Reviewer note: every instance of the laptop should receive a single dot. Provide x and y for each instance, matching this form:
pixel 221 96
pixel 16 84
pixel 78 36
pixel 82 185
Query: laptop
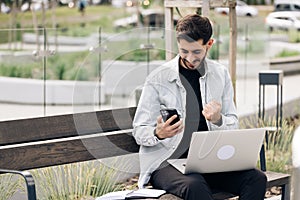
pixel 221 151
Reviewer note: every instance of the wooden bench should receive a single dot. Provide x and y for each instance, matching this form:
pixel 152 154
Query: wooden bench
pixel 55 140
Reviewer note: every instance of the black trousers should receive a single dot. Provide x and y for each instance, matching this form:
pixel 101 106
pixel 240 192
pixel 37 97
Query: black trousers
pixel 248 184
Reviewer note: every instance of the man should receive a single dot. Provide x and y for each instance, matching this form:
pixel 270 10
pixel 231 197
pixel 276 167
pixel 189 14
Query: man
pixel 201 91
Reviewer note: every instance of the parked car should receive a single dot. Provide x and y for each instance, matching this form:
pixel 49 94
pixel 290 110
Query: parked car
pixel 287 5
pixel 242 9
pixel 284 20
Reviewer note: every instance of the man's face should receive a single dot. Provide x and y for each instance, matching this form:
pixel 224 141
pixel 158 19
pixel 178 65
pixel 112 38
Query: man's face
pixel 193 53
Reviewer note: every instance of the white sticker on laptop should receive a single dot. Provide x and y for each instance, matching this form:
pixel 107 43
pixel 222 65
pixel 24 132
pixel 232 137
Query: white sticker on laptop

- - - -

_Instructions for the task_. Update the material from the line that has "Reviewer note: every instance of the man should" through the end of the material, swapping "parked car" for "stationary car" and leaving everything else unchanged. Return only those lines.

_Written response_.
Reviewer note: every instance of the man should receive a single dot. Provide x and y for each instance, matching this form:
pixel 270 10
pixel 231 197
pixel 276 167
pixel 189 14
Query: man
pixel 201 91
Reviewer note: every instance of the stationary car should receive a single dot. Provide x and y for each instance, matching this form:
pixel 49 94
pixel 290 110
Query: stationary car
pixel 287 5
pixel 242 9
pixel 284 20
Reviewer note: every instance of the man's face should receive a single dot. Provide x and y for each instance, matching this form:
pixel 224 141
pixel 158 19
pixel 178 65
pixel 112 38
Query: man's face
pixel 193 53
Reviewer note: every instance of the white sticker on laptop should receive a single dot. Provide x and y for each instance, matching this form:
pixel 107 43
pixel 222 65
pixel 24 132
pixel 232 137
Query: white sticker on laptop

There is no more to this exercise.